» **SET PROBLEM**:
Can you reproduce the records from the start through the line containing "x=321, y=58", requests included, shifting every coordinate in the answers by -16?

» **PROVIDED RECORDS**:
◆ ◆ ◆ ◆

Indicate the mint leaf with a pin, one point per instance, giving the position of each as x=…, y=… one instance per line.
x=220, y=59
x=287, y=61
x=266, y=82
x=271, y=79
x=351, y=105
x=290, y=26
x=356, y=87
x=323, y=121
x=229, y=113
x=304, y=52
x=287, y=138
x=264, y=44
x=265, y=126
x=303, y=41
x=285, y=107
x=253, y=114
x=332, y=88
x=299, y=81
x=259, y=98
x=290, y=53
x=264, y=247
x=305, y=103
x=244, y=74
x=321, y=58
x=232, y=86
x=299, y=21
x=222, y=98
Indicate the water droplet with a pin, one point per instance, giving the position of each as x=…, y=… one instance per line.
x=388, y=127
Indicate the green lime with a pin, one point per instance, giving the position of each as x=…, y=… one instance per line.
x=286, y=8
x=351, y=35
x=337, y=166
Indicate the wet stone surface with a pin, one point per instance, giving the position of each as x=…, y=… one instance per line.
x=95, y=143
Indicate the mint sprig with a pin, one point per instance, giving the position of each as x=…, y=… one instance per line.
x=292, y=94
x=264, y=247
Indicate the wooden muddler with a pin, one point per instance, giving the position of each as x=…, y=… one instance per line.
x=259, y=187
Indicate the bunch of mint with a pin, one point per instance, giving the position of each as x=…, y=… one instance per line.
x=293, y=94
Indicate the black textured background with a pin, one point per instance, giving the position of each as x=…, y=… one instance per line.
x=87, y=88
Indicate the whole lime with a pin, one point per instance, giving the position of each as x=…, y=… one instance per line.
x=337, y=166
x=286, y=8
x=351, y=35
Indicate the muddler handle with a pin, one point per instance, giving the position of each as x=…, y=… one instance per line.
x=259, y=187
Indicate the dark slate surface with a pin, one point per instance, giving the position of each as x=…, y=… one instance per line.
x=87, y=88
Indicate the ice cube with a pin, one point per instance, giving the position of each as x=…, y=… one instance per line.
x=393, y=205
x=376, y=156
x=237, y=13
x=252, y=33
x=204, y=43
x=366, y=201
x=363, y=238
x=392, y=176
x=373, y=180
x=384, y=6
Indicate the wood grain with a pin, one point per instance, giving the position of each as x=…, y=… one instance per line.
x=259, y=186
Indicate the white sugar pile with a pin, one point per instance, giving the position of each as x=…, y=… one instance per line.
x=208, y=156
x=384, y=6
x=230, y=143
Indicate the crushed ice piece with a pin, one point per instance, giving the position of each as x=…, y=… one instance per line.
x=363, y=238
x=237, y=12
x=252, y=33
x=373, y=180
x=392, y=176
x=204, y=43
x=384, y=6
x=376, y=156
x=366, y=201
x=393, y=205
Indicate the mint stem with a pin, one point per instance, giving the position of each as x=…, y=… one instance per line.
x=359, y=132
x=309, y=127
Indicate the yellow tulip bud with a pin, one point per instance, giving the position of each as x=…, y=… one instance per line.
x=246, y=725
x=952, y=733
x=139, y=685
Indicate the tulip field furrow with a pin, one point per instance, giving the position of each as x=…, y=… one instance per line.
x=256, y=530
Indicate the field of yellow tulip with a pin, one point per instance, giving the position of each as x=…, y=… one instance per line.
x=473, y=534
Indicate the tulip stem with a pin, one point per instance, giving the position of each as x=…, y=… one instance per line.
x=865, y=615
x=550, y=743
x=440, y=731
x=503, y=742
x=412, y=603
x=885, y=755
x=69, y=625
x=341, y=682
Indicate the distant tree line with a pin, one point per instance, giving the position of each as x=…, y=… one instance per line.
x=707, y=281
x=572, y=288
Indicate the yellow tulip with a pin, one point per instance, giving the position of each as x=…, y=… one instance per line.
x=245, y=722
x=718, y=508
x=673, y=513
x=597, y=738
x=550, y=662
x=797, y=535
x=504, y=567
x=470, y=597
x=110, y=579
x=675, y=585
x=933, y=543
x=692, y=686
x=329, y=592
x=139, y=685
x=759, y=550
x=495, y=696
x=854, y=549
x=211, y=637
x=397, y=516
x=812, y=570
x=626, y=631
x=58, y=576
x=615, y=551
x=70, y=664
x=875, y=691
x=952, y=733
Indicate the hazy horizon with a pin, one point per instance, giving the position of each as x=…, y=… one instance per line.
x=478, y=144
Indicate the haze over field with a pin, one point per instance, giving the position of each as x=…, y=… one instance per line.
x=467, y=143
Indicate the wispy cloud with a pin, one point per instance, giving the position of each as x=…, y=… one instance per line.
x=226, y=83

◆ ◆ ◆ ◆

» **ANSWER BELOW**:
Indicate the mint leaf with a pin, one point per instance, giving the position of each as x=…, y=… one instance per line.
x=204, y=43
x=271, y=45
x=250, y=66
x=255, y=63
x=335, y=89
x=274, y=10
x=340, y=71
x=307, y=105
x=213, y=97
x=288, y=36
x=271, y=122
x=248, y=28
x=249, y=110
x=287, y=25
x=269, y=91
x=237, y=98
x=316, y=72
x=283, y=65
x=243, y=82
x=274, y=37
x=248, y=231
x=289, y=87
x=228, y=58
x=305, y=42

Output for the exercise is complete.